Text segment:
>>>

| Matter of S. D.-P. v J.P. |
| 2008 NY Slip Op 51731(U) [20 Misc 3d 1134(A)] |
| Decided on July 29, 2008 |
| Family Court, Nassau County |
| Singer, J. |
| Published by New York State Law Reporting Bureau pursuant to Judiciary Law § 431. |
| As corrected in part through August 28, 2008; it will not be published in the printed Official Reports. |
In the Matter of a
Proceeding Under Article 8 of the Family Court Act, S. D.-P., Petitioner,
against J.P. a.k.a. G., Respondent. |
Before the Court is J.P.'s ("Respondent") Motion to Dismiss S. D.-P.'s ("Petitioner") Petition for Violation of an Order of Protection issued on June 5, 2007, and Petition for Modification of the same order. Also before the Court are Respondent's Affirmation in Support of the Motion to Dismiss the petitions, the attorney for the child's Affirmation in Opposition to Respondent's Motion to Dismiss the petitions and Petitioner's Domestic Incident Report Supporting Deposition.
Petitioner is represented by Keith H. Richman, Esq. of Richman & Levine, P.C.
Respondent is represented by Adam E. Small, Esq. The appointed attorney for the
child, J. P. (DOB: 12/28/2001), is Jill C. Stone, Esq.
Petitioner's Order of Protection ("the Order"), issued on June 5, 2007, requires
Respondent to:
[01] Stay away from:
[A] J. P. (DOB: 12/28/2001) until successful completion of alcohol counseling and treatment. Except for supervised visitation, curbside pick up and drop off; [B] E.D. (DOB: 05/08/1990) and R.D. (DOB: 02/10/1994);[*2]
[02] Refrain from assault, stalking, harassment, aggravated harassment, reckless endangerment, disorderly conduct, intimidation, threats or any criminal offense against E. D...., J. P...., R. D...and S. D.-P....

<<<

Data block:
>>>

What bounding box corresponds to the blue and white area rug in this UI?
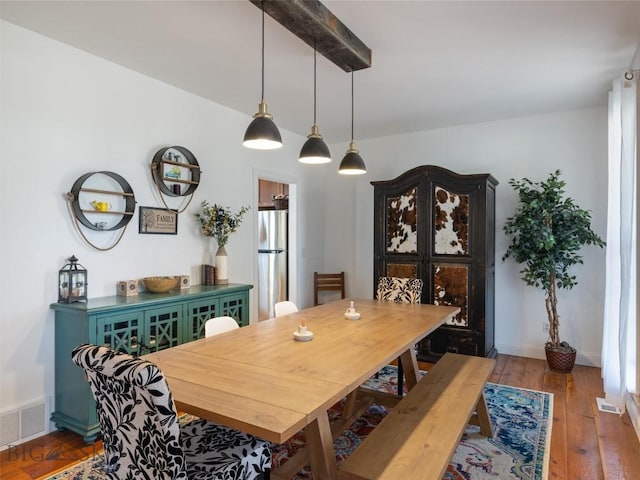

<<<

Set task 1: Based on the court decision, explain in one to three sentences how long the order of protection requires Respondent to stay away from the child J. P., and what exceptions it allows.
Set task 2:
Answer the following questions using the court decision.
(a) Which court decided the matter?
(b) Which attorney represents Respondent?
(c) On what date was the order of protection issued?
Set task 3: Carry the court decision forward from its last sentence.

Task answer 1: Respondent must stay away from J. P. until Respondent successfully completes alcohol counseling and treatment. The exceptions are supervised visitation and curbside pick-up and drop-off.

Task answer 2:
(a) Family Court, Nassau County.
(b) Adam E. Small, Esq.
(c) June 5, 2007.

Task answer 3:
[03] Refrain from any acts that create an unreasonable risk to the health, safety or welfare of E.D. , J. P. and R. D. .
It is further ordered that this Order of Protection shall remain in effect up to and including December 04, 2008.
On April 17, 2008, Petitioner filed a Petition for Violation of an Order of Protection as well as a Petition for Modification of an Order Made by Family Court. Petitioner alleges in both petitions that, since the entry of the Order, there has been a violation of the Order as well as a change in circumstances warranting modification in that Respondent:
repeatedly calls and text messages me of a tumultuous nature. He is exhibiting irrational behavior saying I'm f**king this close.' He deliberately called the police making false and fabricated allegations, saying that our son is in danger.
In the violation petition, Petitioner alleges that Respondent willfully failed to obey the Order.
In the modification petition, Petitioner requests that the Order be changed and that an additional
provision be added prohibiting Respondent from communicating with Petitioner in any form.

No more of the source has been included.